### Problem description:
Pick out all lines with the word "terracotta" from the records that follow.

### Information:
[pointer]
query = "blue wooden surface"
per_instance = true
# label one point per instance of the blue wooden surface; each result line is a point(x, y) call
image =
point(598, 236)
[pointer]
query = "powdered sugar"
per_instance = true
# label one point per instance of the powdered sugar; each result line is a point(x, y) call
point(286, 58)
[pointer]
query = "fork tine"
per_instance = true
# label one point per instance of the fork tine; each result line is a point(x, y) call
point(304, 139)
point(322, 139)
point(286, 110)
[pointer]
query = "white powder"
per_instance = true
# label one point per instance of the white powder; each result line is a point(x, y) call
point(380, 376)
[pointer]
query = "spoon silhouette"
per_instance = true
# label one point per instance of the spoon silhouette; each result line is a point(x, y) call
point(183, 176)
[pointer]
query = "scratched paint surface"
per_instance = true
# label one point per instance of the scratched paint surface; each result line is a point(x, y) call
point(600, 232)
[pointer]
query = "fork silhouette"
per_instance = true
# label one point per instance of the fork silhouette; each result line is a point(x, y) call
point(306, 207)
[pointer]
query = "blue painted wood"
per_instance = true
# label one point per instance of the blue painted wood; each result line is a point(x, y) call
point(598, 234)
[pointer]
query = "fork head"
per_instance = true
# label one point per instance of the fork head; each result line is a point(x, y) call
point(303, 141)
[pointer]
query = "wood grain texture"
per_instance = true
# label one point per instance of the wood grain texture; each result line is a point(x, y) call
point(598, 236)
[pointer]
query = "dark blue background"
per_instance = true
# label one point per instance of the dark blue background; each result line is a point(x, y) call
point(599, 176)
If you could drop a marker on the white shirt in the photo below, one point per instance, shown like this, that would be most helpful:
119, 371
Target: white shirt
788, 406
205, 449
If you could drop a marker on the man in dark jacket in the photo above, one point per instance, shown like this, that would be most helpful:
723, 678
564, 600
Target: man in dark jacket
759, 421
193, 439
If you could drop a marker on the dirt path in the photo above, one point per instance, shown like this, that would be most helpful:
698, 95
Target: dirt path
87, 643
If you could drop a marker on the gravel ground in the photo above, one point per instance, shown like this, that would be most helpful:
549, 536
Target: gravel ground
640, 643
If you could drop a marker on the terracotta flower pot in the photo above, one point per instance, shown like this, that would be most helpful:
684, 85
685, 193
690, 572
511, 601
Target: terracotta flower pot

### Exercise response:
If you could drop a marker on the terracotta flower pot in the photo above, one point per instance, shown like this, that would be most helpful:
Target: terracotta flower pot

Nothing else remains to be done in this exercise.